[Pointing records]
● ● ● ●

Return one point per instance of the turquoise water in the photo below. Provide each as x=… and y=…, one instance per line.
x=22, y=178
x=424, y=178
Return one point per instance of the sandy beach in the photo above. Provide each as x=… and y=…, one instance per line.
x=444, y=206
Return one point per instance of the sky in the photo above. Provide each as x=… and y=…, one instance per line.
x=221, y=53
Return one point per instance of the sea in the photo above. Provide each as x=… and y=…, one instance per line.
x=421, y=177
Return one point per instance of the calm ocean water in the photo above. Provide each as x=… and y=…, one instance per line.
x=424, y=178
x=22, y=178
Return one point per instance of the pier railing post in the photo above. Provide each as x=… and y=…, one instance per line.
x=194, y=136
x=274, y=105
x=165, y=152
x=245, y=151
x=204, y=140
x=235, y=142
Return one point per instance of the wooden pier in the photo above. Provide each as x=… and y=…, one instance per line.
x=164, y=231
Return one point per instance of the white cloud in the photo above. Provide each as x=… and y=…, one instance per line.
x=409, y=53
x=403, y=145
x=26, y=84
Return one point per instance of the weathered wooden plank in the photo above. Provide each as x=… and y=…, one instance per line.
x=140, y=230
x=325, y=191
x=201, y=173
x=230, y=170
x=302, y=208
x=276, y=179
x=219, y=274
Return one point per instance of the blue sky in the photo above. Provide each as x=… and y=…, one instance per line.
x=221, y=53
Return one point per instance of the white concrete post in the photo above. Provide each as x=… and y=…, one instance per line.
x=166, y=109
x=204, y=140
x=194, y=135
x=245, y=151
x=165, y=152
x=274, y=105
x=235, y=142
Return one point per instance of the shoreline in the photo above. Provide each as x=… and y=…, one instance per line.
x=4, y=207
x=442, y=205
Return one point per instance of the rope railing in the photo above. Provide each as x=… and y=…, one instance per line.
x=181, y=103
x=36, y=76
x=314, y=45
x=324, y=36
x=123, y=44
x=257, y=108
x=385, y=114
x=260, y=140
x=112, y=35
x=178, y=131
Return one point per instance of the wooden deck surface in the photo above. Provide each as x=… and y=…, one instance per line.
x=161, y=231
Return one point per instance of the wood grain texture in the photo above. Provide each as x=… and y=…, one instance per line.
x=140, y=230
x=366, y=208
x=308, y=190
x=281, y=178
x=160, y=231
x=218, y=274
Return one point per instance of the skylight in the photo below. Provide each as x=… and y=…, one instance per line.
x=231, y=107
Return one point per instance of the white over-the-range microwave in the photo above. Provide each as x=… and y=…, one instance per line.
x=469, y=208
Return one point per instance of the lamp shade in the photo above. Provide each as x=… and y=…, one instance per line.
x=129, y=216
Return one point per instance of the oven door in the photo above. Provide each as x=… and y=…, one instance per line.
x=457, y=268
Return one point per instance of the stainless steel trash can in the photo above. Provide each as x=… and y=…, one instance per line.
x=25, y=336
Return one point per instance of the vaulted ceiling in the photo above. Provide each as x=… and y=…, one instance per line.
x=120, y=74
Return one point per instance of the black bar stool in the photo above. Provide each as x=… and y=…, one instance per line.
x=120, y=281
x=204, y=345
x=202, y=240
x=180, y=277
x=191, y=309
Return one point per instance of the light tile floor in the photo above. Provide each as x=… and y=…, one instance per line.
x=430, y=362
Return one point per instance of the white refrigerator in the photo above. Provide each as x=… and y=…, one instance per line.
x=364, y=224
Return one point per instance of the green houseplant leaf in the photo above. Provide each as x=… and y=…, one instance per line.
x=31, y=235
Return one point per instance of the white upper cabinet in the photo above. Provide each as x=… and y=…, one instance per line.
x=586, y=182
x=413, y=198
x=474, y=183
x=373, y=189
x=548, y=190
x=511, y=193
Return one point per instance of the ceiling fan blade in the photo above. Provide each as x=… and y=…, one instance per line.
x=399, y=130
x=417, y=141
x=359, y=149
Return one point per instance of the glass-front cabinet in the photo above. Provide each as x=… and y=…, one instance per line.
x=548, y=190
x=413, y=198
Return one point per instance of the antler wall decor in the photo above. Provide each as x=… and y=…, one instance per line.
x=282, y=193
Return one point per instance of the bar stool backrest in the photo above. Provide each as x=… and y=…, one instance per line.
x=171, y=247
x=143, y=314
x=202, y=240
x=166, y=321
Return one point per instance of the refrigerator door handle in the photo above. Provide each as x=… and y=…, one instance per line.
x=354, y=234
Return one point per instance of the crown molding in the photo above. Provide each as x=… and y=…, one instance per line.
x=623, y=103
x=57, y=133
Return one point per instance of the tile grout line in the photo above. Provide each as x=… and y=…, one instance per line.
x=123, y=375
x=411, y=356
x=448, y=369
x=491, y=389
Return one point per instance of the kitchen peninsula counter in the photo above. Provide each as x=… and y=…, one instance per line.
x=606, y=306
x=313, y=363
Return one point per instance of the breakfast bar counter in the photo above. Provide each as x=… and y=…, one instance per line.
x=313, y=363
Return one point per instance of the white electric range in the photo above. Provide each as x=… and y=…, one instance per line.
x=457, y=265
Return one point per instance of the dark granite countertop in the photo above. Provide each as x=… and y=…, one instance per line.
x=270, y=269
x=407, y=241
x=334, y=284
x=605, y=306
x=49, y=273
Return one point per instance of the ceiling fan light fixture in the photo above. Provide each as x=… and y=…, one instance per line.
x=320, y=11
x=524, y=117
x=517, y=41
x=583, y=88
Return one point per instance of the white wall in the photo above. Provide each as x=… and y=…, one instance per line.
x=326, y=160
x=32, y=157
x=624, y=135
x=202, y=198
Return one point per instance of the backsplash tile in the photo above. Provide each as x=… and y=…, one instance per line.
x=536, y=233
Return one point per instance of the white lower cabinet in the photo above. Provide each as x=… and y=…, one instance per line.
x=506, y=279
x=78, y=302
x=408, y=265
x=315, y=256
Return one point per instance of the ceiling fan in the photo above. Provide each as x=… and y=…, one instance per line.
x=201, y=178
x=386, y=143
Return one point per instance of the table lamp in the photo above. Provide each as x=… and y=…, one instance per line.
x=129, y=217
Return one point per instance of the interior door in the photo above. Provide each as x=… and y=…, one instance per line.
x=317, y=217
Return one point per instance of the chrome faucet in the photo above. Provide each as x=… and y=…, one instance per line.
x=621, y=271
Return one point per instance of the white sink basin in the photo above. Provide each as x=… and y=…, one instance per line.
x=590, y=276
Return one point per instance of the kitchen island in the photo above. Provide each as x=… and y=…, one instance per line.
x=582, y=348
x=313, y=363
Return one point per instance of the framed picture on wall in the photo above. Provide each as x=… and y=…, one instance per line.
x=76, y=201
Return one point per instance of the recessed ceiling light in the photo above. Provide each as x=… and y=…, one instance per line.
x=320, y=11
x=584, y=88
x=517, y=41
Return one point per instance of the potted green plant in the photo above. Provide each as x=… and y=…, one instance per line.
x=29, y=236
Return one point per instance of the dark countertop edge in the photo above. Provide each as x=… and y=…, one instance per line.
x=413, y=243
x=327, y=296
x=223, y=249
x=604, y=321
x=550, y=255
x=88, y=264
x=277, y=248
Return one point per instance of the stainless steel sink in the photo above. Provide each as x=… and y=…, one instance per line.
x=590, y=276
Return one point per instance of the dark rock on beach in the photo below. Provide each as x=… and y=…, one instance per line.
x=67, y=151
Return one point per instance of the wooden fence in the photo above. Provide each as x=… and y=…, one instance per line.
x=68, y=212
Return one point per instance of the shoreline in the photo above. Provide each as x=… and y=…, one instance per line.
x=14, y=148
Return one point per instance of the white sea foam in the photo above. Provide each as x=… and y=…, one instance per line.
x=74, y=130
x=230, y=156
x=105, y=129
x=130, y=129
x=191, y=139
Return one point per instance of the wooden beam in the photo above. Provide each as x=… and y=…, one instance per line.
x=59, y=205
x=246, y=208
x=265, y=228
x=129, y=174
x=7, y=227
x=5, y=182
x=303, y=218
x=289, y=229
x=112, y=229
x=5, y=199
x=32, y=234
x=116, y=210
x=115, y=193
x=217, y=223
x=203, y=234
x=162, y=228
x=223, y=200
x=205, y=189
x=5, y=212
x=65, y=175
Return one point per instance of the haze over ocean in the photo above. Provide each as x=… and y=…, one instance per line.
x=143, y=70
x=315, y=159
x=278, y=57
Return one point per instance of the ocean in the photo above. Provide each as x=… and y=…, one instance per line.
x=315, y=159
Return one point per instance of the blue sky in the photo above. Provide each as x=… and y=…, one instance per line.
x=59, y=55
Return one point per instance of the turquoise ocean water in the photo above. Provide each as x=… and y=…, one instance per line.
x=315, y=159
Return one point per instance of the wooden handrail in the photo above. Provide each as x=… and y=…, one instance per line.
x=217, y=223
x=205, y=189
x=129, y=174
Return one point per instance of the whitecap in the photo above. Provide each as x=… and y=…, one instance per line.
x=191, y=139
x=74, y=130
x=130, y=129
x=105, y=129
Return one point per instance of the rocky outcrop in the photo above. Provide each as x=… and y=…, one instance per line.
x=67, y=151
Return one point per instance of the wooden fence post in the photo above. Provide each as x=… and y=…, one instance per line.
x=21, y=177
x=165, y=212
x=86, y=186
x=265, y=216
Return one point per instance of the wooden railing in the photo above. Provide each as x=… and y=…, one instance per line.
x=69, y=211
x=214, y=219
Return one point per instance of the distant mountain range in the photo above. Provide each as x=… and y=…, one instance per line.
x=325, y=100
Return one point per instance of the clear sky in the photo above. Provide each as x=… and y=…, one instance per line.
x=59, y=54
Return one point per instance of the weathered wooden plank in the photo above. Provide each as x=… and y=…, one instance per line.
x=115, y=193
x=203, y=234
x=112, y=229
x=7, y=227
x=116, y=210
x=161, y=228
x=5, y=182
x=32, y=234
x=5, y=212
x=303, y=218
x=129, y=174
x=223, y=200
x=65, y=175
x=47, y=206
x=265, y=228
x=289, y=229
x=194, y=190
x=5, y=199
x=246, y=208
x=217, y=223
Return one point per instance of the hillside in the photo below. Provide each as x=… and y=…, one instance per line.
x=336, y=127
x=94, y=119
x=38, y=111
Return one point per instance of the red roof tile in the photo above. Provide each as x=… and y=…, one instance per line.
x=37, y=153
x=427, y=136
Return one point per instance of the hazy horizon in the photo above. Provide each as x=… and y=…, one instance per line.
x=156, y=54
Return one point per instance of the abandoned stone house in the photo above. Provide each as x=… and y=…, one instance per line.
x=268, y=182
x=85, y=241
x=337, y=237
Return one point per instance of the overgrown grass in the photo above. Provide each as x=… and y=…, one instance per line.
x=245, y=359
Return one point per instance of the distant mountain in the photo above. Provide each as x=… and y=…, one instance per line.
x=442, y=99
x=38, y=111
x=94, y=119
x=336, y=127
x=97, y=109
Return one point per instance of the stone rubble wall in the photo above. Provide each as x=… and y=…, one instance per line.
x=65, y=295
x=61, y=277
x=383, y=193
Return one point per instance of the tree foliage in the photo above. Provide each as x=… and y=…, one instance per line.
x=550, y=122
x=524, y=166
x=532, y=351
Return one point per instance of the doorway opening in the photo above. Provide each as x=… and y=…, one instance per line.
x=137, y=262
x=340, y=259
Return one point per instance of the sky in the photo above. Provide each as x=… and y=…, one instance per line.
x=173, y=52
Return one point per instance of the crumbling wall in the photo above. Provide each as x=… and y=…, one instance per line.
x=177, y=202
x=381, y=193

● ● ● ●

§ **TASK GOAL**
Starting from the first line of the records above, copy them out word for word, and stop after the line that contains "x=219, y=274".

§ **EXERCISE OUTPUT**
Return one point per instance of the turquoise water in the photo below. Provide each as x=… and y=…, one instance per line.
x=22, y=178
x=424, y=178
Return one point per instance of the sandy beach in the photo above. Provide each as x=… and y=…, one instance per line.
x=444, y=206
Return one point per instance of the sky in the photo above. Provide each as x=… and y=…, one instance per line.
x=221, y=53
Return one point per instance of the sea in the photo above. Provide each as x=… and y=…, one instance per line.
x=421, y=177
Return one point per instance of the calm ocean water in the photo above. Provide each as x=… and y=…, one instance per line.
x=424, y=178
x=22, y=178
Return one point per instance of the pier railing post in the photo above. Provide each as x=… and y=…, one instance per line.
x=194, y=136
x=274, y=105
x=165, y=152
x=245, y=151
x=204, y=140
x=235, y=142
Return one point per instance of the wooden pier in the photo above. Provide each as x=… and y=…, one instance per line.
x=164, y=231
Return one point per instance of the white cloud in the photo above. Provide each as x=… and y=…, one instance per line.
x=409, y=53
x=403, y=145
x=26, y=84
Return one point per instance of the weathered wooden plank in the photo above. Provide each as x=… and y=…, one instance per line.
x=140, y=230
x=325, y=191
x=201, y=173
x=230, y=170
x=302, y=208
x=276, y=179
x=219, y=274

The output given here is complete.